BIENVENUE DANS MON BOCAL

BIENVENUE DANS MON BOCAL

* Epilogue

 

 

 

 

 

 

 

 

 

 Octobre 2016

 

 

Cela fait maintenant quelques mois que j'ai été diagnostiquée autiste Asperger. Même si cela peut paraître bizarre, j'ai vécu cette annonce comme une victoire. Victoire de mon obstination depuis plus de trente ans à chercher inlassablement une réponse. Victoire du courage qu'il faut pour se lancer dans ce parcours de diagnostic et pour se battre chaque jour pendant 3 ans pour ne pas lâcher l'affaire. Victoire d'avoir été au bout de mon "intime conviction" en dépit de tout ce qu'on m'a dit… ou pas dit… Victoire de ma vie enfin rassemblée, enfin expliquée, enfin apaisée, même si elle reste encore souvent bien compliquée…

 

 

  

J'ai enfin reçu la clé de l'énigme de ma vie...

DONNÉES À EXAMINER:
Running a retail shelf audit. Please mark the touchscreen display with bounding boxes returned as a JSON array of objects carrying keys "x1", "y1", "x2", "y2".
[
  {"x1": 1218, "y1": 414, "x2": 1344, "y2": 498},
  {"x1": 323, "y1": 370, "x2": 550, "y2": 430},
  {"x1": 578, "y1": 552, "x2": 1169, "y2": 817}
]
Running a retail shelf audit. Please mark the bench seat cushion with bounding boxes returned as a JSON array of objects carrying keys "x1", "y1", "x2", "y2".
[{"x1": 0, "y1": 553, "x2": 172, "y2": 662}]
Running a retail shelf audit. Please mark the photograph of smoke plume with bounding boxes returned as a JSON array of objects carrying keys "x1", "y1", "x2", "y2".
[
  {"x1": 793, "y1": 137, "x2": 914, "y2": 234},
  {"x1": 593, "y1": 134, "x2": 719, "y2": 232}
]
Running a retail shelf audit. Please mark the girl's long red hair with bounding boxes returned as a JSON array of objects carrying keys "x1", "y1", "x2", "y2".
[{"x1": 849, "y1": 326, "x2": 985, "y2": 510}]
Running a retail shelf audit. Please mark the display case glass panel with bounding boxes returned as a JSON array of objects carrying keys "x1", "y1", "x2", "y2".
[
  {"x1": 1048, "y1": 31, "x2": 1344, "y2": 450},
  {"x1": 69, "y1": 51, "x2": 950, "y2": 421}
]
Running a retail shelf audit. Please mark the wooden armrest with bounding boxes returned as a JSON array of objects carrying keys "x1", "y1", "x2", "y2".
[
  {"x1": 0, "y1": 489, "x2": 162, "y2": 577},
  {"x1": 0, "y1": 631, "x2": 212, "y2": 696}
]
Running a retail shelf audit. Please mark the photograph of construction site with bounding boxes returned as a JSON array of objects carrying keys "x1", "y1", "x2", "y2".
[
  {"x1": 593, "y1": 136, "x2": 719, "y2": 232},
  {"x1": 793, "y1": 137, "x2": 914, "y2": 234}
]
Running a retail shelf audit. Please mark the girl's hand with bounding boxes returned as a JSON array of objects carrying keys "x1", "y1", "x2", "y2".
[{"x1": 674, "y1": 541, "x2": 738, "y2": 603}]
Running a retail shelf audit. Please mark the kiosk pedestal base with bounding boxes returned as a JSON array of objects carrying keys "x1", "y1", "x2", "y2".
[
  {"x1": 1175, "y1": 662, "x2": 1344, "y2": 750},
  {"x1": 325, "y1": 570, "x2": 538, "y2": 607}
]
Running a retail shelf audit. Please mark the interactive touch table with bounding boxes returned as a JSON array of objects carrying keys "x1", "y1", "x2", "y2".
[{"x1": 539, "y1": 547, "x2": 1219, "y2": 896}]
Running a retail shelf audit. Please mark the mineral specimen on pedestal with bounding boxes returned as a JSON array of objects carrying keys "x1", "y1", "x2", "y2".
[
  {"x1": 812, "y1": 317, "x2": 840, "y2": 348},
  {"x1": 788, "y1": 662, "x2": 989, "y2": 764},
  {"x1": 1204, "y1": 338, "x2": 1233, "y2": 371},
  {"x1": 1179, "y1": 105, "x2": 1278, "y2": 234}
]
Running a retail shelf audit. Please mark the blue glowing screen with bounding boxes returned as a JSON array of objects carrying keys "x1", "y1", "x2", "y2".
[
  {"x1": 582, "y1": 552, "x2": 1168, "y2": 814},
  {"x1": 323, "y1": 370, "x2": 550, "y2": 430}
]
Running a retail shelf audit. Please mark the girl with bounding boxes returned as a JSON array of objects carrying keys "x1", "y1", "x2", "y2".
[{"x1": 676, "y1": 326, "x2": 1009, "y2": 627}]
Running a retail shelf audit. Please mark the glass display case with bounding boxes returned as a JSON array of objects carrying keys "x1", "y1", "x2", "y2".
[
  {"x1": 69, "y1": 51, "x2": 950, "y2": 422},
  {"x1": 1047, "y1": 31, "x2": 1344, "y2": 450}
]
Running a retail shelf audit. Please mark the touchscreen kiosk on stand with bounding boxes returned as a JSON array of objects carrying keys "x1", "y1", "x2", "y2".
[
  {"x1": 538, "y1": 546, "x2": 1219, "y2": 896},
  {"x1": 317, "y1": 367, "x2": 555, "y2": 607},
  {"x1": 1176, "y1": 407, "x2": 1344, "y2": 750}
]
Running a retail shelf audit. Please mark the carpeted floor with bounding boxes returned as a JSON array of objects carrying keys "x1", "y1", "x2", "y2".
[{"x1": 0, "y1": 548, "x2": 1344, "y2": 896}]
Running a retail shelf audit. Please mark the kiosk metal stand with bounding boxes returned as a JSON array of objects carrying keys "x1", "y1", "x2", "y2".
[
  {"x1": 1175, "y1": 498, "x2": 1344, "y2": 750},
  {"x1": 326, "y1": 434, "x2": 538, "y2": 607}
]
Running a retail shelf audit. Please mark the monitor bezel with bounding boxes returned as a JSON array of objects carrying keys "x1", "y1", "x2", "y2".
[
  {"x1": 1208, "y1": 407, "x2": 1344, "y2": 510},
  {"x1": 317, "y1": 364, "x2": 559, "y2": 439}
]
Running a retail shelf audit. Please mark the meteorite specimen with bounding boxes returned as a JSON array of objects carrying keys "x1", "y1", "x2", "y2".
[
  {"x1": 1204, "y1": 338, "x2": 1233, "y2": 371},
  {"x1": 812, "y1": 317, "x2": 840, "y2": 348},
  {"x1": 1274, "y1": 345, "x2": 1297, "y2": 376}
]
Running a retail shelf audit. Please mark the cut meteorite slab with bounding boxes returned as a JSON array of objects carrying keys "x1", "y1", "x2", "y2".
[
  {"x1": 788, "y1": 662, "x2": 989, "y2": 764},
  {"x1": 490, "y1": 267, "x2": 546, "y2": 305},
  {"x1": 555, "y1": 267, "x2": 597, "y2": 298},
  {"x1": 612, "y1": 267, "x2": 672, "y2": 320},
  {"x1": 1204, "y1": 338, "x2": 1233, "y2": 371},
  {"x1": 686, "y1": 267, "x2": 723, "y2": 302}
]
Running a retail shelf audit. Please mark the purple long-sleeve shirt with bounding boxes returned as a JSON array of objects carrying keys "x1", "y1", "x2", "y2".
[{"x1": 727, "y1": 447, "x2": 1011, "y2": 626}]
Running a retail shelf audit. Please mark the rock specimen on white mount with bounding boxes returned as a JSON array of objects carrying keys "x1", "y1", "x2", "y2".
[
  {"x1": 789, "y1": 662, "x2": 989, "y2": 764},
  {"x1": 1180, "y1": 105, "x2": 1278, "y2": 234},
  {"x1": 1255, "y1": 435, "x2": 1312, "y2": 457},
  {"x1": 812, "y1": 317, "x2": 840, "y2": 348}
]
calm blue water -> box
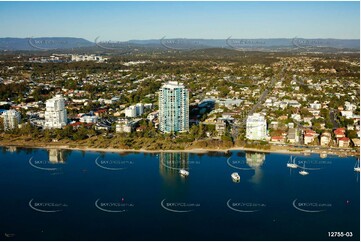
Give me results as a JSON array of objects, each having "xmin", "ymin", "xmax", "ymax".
[{"xmin": 0, "ymin": 148, "xmax": 360, "ymax": 240}]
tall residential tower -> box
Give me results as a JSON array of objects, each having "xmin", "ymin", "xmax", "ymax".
[
  {"xmin": 44, "ymin": 95, "xmax": 67, "ymax": 129},
  {"xmin": 159, "ymin": 81, "xmax": 189, "ymax": 133}
]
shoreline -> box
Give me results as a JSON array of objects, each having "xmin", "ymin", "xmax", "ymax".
[{"xmin": 0, "ymin": 144, "xmax": 359, "ymax": 157}]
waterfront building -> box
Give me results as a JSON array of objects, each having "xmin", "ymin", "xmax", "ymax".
[
  {"xmin": 124, "ymin": 103, "xmax": 144, "ymax": 118},
  {"xmin": 44, "ymin": 95, "xmax": 67, "ymax": 129},
  {"xmin": 2, "ymin": 109, "xmax": 21, "ymax": 130},
  {"xmin": 246, "ymin": 113, "xmax": 267, "ymax": 140},
  {"xmin": 159, "ymin": 81, "xmax": 189, "ymax": 133}
]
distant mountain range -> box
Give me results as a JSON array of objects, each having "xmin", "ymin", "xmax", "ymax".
[{"xmin": 0, "ymin": 37, "xmax": 360, "ymax": 51}]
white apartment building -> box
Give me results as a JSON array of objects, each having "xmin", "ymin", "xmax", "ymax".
[
  {"xmin": 44, "ymin": 95, "xmax": 67, "ymax": 129},
  {"xmin": 159, "ymin": 81, "xmax": 189, "ymax": 133},
  {"xmin": 246, "ymin": 113, "xmax": 267, "ymax": 140},
  {"xmin": 2, "ymin": 109, "xmax": 21, "ymax": 130}
]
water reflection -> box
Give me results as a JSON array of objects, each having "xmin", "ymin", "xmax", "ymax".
[
  {"xmin": 159, "ymin": 153, "xmax": 189, "ymax": 179},
  {"xmin": 246, "ymin": 152, "xmax": 266, "ymax": 184},
  {"xmin": 48, "ymin": 149, "xmax": 65, "ymax": 164}
]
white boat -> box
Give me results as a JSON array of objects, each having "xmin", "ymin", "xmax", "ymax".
[
  {"xmin": 299, "ymin": 170, "xmax": 309, "ymax": 176},
  {"xmin": 320, "ymin": 152, "xmax": 327, "ymax": 159},
  {"xmin": 353, "ymin": 159, "xmax": 360, "ymax": 172},
  {"xmin": 298, "ymin": 162, "xmax": 309, "ymax": 176},
  {"xmin": 287, "ymin": 155, "xmax": 298, "ymax": 169},
  {"xmin": 179, "ymin": 169, "xmax": 189, "ymax": 176},
  {"xmin": 231, "ymin": 172, "xmax": 241, "ymax": 182}
]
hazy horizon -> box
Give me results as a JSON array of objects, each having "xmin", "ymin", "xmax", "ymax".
[{"xmin": 0, "ymin": 2, "xmax": 360, "ymax": 41}]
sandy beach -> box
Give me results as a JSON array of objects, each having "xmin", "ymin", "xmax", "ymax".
[{"xmin": 0, "ymin": 142, "xmax": 359, "ymax": 156}]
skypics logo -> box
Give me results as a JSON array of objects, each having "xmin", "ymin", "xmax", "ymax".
[
  {"xmin": 227, "ymin": 157, "xmax": 253, "ymax": 171},
  {"xmin": 160, "ymin": 199, "xmax": 201, "ymax": 213},
  {"xmin": 95, "ymin": 156, "xmax": 134, "ymax": 171},
  {"xmin": 29, "ymin": 199, "xmax": 68, "ymax": 213},
  {"xmin": 29, "ymin": 157, "xmax": 62, "ymax": 171},
  {"xmin": 292, "ymin": 198, "xmax": 332, "ymax": 213},
  {"xmin": 94, "ymin": 198, "xmax": 135, "ymax": 213},
  {"xmin": 160, "ymin": 160, "xmax": 201, "ymax": 171},
  {"xmin": 227, "ymin": 199, "xmax": 266, "ymax": 213}
]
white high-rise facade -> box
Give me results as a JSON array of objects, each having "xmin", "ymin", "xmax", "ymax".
[
  {"xmin": 2, "ymin": 109, "xmax": 21, "ymax": 130},
  {"xmin": 246, "ymin": 113, "xmax": 267, "ymax": 140},
  {"xmin": 159, "ymin": 81, "xmax": 189, "ymax": 133},
  {"xmin": 44, "ymin": 95, "xmax": 68, "ymax": 129}
]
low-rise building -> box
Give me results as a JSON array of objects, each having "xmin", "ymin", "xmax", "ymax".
[
  {"xmin": 2, "ymin": 109, "xmax": 21, "ymax": 130},
  {"xmin": 320, "ymin": 132, "xmax": 331, "ymax": 146}
]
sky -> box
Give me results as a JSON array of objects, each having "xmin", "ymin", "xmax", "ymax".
[{"xmin": 0, "ymin": 2, "xmax": 360, "ymax": 41}]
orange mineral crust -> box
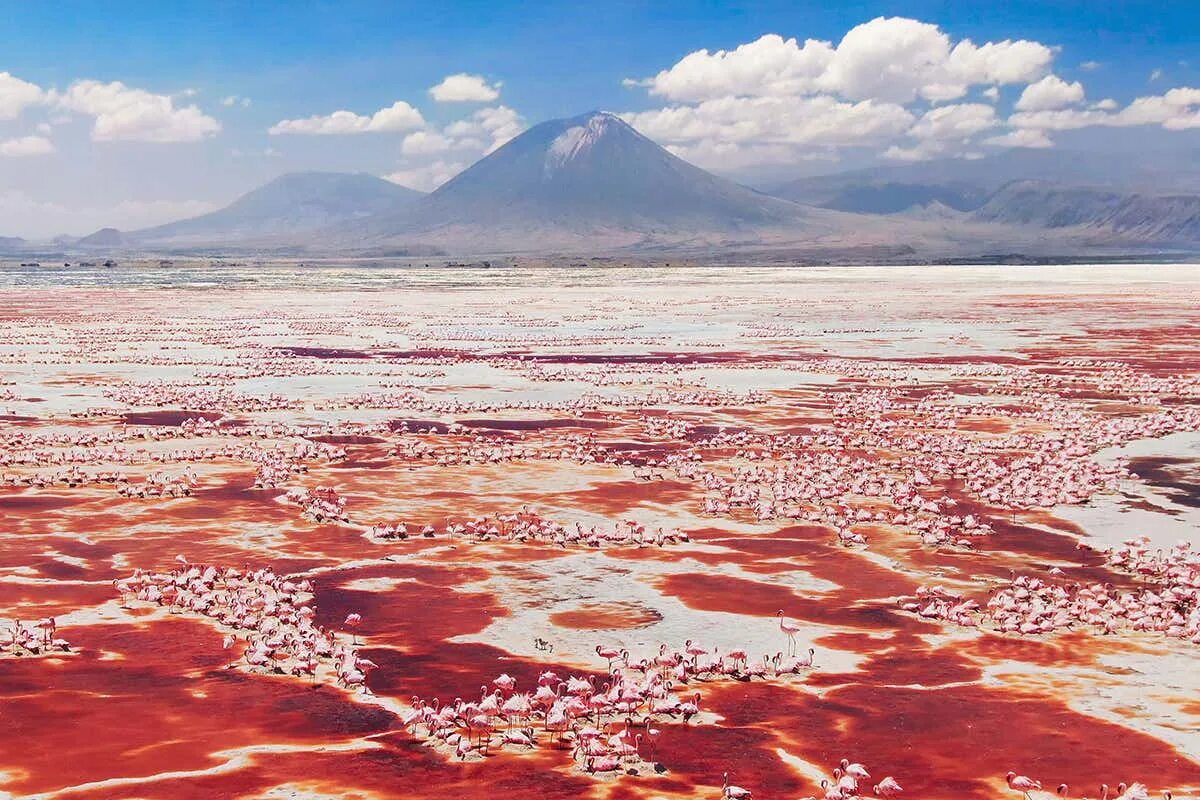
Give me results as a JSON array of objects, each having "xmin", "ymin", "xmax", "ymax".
[{"xmin": 0, "ymin": 265, "xmax": 1200, "ymax": 800}]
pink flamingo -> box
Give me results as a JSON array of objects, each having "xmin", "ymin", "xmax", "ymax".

CONSIGNE DE L'EXERCICE: Selon l'extrait de page consacré au diagnostic d'autisme Asperger, pendant combien de temps a-t-il fallu se battre chaque jour pour ne pas abandonner le parcours de diagnostic ?

CORRIGÉ DE L'EXERCICE: Pendant 3 ans.